*Task goal:*
Transcribe every line of the material below without any changes, and leave the pictures out of your copy.

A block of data
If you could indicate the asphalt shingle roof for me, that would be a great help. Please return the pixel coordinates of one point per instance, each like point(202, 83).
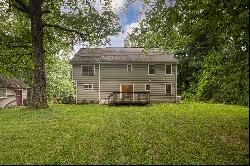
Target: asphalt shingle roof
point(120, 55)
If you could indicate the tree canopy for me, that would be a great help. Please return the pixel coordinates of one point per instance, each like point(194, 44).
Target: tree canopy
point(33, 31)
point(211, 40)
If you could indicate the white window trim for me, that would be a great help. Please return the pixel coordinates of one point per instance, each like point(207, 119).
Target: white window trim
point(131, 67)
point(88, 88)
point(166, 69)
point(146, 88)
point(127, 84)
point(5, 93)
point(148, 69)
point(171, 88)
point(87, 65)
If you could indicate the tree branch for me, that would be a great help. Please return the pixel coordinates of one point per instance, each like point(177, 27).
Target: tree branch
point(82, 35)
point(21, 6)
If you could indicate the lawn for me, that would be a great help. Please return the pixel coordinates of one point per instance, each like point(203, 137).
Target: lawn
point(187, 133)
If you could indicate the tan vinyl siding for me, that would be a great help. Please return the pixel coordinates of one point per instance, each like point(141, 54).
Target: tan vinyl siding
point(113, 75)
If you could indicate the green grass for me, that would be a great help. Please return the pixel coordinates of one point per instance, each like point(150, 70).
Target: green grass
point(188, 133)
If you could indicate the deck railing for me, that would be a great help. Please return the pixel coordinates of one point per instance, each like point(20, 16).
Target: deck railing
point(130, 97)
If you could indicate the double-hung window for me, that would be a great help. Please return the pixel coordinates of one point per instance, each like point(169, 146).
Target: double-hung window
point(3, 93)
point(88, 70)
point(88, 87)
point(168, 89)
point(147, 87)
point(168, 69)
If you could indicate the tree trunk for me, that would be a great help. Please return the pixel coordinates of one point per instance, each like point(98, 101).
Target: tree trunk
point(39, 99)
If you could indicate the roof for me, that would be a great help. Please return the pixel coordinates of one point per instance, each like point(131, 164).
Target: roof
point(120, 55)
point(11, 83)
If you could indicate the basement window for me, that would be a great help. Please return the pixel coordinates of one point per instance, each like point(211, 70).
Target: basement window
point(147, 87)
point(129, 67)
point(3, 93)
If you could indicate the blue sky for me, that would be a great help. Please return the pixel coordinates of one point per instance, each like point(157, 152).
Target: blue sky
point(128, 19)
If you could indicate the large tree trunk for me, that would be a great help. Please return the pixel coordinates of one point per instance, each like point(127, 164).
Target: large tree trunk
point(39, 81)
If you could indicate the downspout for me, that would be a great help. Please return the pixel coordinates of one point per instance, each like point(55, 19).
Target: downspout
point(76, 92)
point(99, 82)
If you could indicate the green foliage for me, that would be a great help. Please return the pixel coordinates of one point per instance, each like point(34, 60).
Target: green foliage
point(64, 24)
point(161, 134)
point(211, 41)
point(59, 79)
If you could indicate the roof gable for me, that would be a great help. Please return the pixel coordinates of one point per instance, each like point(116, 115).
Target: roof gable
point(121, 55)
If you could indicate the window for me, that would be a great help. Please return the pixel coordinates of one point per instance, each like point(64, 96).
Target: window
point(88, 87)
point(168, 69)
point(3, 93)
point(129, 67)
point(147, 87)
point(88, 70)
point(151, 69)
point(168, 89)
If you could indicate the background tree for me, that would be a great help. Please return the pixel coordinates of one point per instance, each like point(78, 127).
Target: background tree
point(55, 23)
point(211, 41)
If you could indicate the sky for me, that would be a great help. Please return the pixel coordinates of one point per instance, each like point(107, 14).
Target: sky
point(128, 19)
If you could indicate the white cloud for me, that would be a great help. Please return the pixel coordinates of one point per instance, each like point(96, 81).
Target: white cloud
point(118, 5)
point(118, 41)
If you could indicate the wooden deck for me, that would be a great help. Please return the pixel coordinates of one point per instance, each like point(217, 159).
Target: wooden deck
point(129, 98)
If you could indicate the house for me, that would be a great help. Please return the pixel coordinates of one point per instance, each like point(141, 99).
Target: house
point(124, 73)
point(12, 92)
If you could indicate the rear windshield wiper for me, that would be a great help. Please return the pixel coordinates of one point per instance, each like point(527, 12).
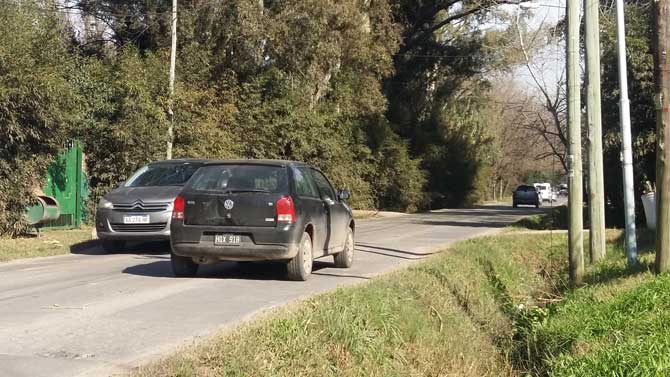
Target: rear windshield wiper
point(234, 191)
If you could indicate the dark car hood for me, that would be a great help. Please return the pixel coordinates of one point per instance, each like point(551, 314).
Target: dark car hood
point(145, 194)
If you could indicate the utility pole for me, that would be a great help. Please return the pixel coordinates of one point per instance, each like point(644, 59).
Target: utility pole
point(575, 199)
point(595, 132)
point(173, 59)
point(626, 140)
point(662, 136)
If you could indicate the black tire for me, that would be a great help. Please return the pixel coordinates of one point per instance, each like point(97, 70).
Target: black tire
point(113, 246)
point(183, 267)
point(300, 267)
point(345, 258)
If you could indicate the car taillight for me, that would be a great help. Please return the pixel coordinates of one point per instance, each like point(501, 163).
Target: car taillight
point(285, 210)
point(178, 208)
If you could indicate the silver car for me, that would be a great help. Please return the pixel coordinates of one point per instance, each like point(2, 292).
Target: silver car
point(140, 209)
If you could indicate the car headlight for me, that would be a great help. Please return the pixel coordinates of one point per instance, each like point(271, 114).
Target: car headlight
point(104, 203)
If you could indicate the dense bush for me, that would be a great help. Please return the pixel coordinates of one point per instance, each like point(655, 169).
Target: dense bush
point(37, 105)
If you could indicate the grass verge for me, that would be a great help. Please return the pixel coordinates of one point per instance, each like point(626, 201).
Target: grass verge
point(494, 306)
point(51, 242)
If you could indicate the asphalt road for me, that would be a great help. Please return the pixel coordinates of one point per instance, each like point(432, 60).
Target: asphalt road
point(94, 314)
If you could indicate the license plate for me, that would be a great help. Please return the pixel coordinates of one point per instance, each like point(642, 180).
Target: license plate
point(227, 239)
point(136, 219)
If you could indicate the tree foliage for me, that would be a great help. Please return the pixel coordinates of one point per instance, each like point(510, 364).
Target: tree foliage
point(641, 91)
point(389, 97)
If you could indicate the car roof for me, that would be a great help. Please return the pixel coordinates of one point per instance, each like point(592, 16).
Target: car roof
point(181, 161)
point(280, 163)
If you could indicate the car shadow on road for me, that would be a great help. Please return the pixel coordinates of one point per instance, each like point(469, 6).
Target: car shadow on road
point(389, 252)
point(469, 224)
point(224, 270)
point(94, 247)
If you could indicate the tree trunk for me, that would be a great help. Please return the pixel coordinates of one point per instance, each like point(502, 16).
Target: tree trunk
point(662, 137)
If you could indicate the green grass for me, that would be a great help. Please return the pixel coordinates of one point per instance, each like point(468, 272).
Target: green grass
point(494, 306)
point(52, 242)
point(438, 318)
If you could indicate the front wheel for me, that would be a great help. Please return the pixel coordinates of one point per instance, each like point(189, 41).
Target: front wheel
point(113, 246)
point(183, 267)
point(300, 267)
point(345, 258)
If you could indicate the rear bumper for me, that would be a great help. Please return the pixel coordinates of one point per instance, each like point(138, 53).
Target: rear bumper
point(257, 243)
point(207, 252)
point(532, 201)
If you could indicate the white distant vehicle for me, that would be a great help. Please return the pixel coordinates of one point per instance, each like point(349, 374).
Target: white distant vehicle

*Answer to this problem:*
If you could indicate the asphalt shingle roof for me, that would be a great help. Please return the pixel coordinates of one point per instance, each like point(202, 83).
Target: asphalt shingle roof
point(120, 55)
If you could indicate the tree canopy for me, that would be a great help. Please return the pixel coordinates of one point per instance, each like point(194, 44).
Target: tree canopy
point(33, 31)
point(211, 40)
If you could indicate the white window trim for me, that would be a great help. Please return the pixel coordinates of one point per instance, each like point(207, 119).
Target: white window trim
point(131, 67)
point(88, 88)
point(166, 69)
point(146, 88)
point(127, 84)
point(5, 93)
point(148, 69)
point(171, 88)
point(87, 65)
If you could indicate the tree branch for me, that would be a great help. Please return the pixel coordinates of one point per instance, each like point(177, 27).
Target: tree branch
point(82, 35)
point(21, 6)
If you could indicate the lawn for me, that would be a great help. Please return the pixel coordinates of one point per instance, each like point(203, 137).
Target: lawn
point(187, 133)
If you could indicate the tan vinyl siding for me, that would be a great help. Please return the pixel coordinates of one point per instance, each like point(141, 54).
Target: tan vinyl siding
point(113, 75)
If you could indicate the green grass for me, that would be a great help. Please return the pixel coordinates of one point per instance, each like point(150, 70).
Target: green grass
point(188, 133)
If you could indicate the deck railing for me, that would be a great help. Please return the pixel coordinates of one point per instance, each like point(20, 16).
Target: deck railing
point(130, 97)
If you could indicate the double-hung window for me, that would be a great help. Please return the pixel coordinates of one point per instance, each like point(169, 146).
Target: double-hung window
point(3, 93)
point(88, 70)
point(88, 87)
point(168, 89)
point(147, 87)
point(168, 69)
If you could indicate the tree trunk for me, that would be a great help. Please return the pixel coordinates of one point per instance, each like point(98, 101).
Target: tree trunk
point(39, 99)
If you could indicate the roof for me, that would be a great help. Please return the pixel coordinates of one point per instance, each like point(131, 164).
Target: roof
point(120, 55)
point(11, 83)
If you could indicate the basement window for me, that would be a great help. Please return the pixel coordinates of one point per instance, each like point(211, 70).
Target: basement window
point(147, 87)
point(129, 67)
point(3, 93)
If you could indicate the blue sky for me, that would be a great help. Please return the pixel coordinates of one point per instance, each like point(157, 152).
Target: blue sky
point(128, 19)
If you could indicate the large tree trunk for me, that would be a great help. Please return the pixel coordinates of one point per instance, each like point(127, 164).
Target: large tree trunk
point(39, 81)
If you could indicate the downspout for me, that would be a great help. Please return the pixel coordinates of one point per instance, each like point(55, 19).
Target: downspout
point(76, 92)
point(99, 82)
If you could indicate the green foliage for me, that would be a great help. Please return the pixel coordinates of one point per instance, each like point(34, 60).
Target: green foliage
point(64, 24)
point(161, 134)
point(211, 41)
point(59, 79)
If you could indicate the roof gable for me, that would be a great help. Please return the pixel coordinates of one point per instance, each like point(116, 115).
Target: roof gable
point(121, 55)
If you could indicate the window for me, that would be a great help. Please return the pixel coordinates of one point per instance, each like point(64, 96).
Target: window
point(88, 87)
point(168, 69)
point(3, 93)
point(129, 67)
point(147, 87)
point(88, 70)
point(151, 69)
point(168, 89)
If you could indicate the background tree for me, that would be a great help. Please return the pixel coordinates of one point per instance, each like point(78, 127).
Target: background tree
point(55, 23)
point(211, 41)
If you could indicate the sky for me, that would be a great help. Please return the pixel coordinates of one point per instance, each like point(107, 14).
Target: sky
point(128, 19)
If you could indicate the white cloud for me, that would be a great help. Please return the pixel coordinates of one point per instance, each like point(96, 81).
Target: white cloud
point(118, 5)
point(118, 41)
If you could indicate the wooden deck for me, that would be a great help. Please return the pixel coordinates of one point per instance, each like point(217, 159).
Target: wooden deck
point(129, 98)
If you could indicate the house for me, that would be a great help. Please return the pixel coordinates of one point per instance, each like point(141, 99).
Target: house
point(124, 73)
point(12, 92)
If you could indicate the rear windshield wiper for me, that would be a great help. Please return the pixel coordinates of one point per instance, each like point(527, 12).
Target: rear windshield wiper
point(234, 191)
If you could indicate the dark car hood for me, that would be a great help. Please return the pixel coordinates of one point per instance, each like point(551, 314).
Target: dark car hood
point(145, 194)
If you could indicate the utility pole for me, that would be a great help. Please return the pixel coordinates of one point per instance, each like point(644, 59).
Target: utility pole
point(575, 199)
point(595, 132)
point(173, 59)
point(626, 140)
point(662, 136)
If you could indicate the black tire for me, that would be a great help. Please return the pixel coordinates of one point per instance, each like point(97, 70).
Target: black tire
point(113, 246)
point(183, 267)
point(300, 267)
point(345, 258)
If you could indicate the car taillight for me, that would be a great help. Please return the pixel coordinates of one point per instance, each like point(501, 163).
Target: car taillight
point(285, 210)
point(178, 208)
If you could indicate the silver car for me, that would be a great help. Please return the pixel coordinates of one point per instance, each like point(2, 292).
Target: silver car
point(140, 209)
If you could indicate the car headlight for me, that would be a great help. Please return the pixel coordinates of one point per instance, each like point(271, 114).
Target: car headlight
point(104, 203)
If you could indicate the dense bush for me, that would be a great help. Please return the pixel coordinates of one point per instance, each like point(655, 169).
Target: dense bush
point(37, 105)
If you could indicate the grass verge for me, that would be a great help. Please return the pixel coordinates of one point per instance, each like point(626, 201).
Target: grass verge
point(494, 306)
point(51, 242)
If you could indicate the asphalt road for me, that would be a great help. Please return the pixel coordinates of one point per instance, each like point(432, 60).
Target: asphalt road
point(94, 314)
If you could indicate the license plate for me, that would be a great help. Please return the pixel coordinates of one point per instance, each like point(642, 180).
Target: license plate
point(227, 239)
point(136, 219)
If you could indicate the tree foliage for me, that would be a great help. Please return the pixel coordinates of one point per instance, each like point(510, 364).
Target: tree foliage
point(641, 91)
point(389, 97)
If you could indicate the car roof for me, that would be a great help. Please return the pixel coordinates of one point per instance, each like point(592, 16).
Target: car roof
point(181, 161)
point(280, 163)
If you could indicate the car shadow on road for me, that would be a great help. Please return the pixel coordinates of one point per instance, each like point(469, 6).
Target: car shadow on road
point(389, 252)
point(469, 224)
point(224, 270)
point(94, 247)
If you could indicate the tree trunk for me, that would be a great help. Please return the pixel coordinates of one point per instance, each like point(502, 16).
Target: tree trunk
point(662, 137)
If you could indicate the green grass for me, that would be a great help. Please return the pixel coordinates of one point per instance, each like point(468, 272).
Target: green grass
point(494, 306)
point(52, 242)
point(438, 318)
If you could indicate the front wheel for me, that would be a great help. Please return the pixel coordinates of one point per instance, each like point(189, 41).
Target: front wheel
point(113, 246)
point(183, 267)
point(300, 267)
point(345, 258)
If you could indicate the rear bumper for me, that would be a great help. Please return the pixel coordinates of one point per instance, each like point(138, 53).
Target: rear bumper
point(257, 243)
point(207, 252)
point(532, 201)
If you could indicate the white distant vehicle for me, that would be a great help. Please return the pixel coordinates of one point per instance, each like point(349, 374).
Target: white distant vehicle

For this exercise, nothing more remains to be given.